-- Stated task 1 --
In the land-dispute judgment, whose judgment is the subject of the appeal?
-- Stated task 2 --
Retype the passage of the land-dispute judgment that begins with the words containing "LAND LAW:- Dispute" and ends with "a fresh action.".

-- Source document --
LAND LAW:- Dispute over title to community land and claim for damages in trespass – Three communities fighting over common/shared boundaries – Effect of past judgment s and arbitrations which did not involve all three as parties or privies – How treated

PRACTICE AND PROCEDURE – COURT:- Civil proceedings – Visit by trial judge to Locus in Quo after close of evidence – Need for Judge not to make himself a witness in the case – Irregularity in inspection – Whether fatal

PRACTICE AND PROCEDURE – JUDGMENT:- Order for a new trial based on amended, summons and pleadings – Whether technically the same as a a fresh action.



The following judgment was delivered:



This is an appeal from a judgment of Manson, J., in favour of the plaintiffs in an action for trespass to land.


The piece of land in question has been the subject of long dispute between three sets of parties resulting in arbitration, law suits, settlements, and judgments, not only of the Supreme Court but of this Court and the Judicial Committee of the Privy Council. Unfortunately, at no time in the course of these disputes have all three sets of parties come together in the same suit or settlement. The land or parts thereof have been claimed by the Orokwu, and the Umuori and the Adazi people, but never have all of them been parties to the same proceedings.


There is evidence that in 1916 there was a dispute between the Orokwus and the Adazi which is alleged to have been settled by arbitration, a common boundary being laid down between the two. This settlement, however, did not take into account the claim of the Umuoris, who were not parties to the proceedings, but who claim land lying within the holdings of the Orokwu and the Adazi which was therefore divided between the parties to the arbitration. It is clear that this did not dispose of the claim of the Umuori nor does it bind them in the present suit.

Records of labeled points
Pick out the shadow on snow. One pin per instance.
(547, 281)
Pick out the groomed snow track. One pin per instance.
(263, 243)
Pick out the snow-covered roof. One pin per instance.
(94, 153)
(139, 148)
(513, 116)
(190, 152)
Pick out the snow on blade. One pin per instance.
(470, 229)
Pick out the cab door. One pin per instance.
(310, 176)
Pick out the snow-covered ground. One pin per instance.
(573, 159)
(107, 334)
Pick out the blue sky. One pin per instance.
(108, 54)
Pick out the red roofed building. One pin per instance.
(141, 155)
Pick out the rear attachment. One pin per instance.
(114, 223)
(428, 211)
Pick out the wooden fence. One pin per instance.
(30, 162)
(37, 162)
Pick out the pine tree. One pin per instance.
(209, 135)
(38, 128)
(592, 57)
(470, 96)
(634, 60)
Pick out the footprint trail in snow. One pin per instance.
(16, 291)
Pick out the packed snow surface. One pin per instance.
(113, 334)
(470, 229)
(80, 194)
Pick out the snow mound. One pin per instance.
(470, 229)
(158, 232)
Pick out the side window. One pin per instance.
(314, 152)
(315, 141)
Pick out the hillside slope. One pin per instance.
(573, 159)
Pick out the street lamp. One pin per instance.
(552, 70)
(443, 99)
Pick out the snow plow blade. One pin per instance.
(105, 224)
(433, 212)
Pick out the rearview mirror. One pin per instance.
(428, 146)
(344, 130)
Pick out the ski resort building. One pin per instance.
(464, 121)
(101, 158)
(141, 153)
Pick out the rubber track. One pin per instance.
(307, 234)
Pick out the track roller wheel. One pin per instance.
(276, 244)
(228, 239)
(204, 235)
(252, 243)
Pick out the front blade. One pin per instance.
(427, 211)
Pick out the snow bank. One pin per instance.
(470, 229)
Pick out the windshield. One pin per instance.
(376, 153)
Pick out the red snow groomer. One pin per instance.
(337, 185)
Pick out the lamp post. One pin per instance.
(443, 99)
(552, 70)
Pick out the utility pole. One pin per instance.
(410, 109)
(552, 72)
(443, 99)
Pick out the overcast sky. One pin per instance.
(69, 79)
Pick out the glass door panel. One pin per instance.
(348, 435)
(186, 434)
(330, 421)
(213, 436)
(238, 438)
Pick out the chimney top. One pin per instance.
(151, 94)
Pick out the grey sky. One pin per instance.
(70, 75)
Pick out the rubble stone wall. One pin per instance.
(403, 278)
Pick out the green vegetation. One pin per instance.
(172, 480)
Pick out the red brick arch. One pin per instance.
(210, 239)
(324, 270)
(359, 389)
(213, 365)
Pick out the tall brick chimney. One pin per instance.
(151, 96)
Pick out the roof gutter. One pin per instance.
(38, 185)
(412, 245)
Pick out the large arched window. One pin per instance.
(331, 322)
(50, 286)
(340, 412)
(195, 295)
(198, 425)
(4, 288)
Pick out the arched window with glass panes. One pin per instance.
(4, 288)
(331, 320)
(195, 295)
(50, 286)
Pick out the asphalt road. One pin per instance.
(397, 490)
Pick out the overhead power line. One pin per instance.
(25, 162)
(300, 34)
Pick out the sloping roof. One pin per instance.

-- Correct response 1 --
Manson, J.

-- Correct response 2 --
LAND LAW:- Dispute over title to community land and claim for damages in trespass – Three communities fighting over common/shared boundaries – Effect of past judgment s and arbitrations which did not involve all three as parties or privies – How treated

PRACTICE AND PROCEDURE – COURT:- Civil proceedings – Visit by trial judge to Locus in Quo after close of evidence – Need for Judge not to make himself a witness in the case – Irregularity in inspection – Whether fatal

PRACTICE AND PROCEDURE – JUDGMENT:- Order for a new trial based on amended, summons and pleadings – Whether technically the same as a a fresh action.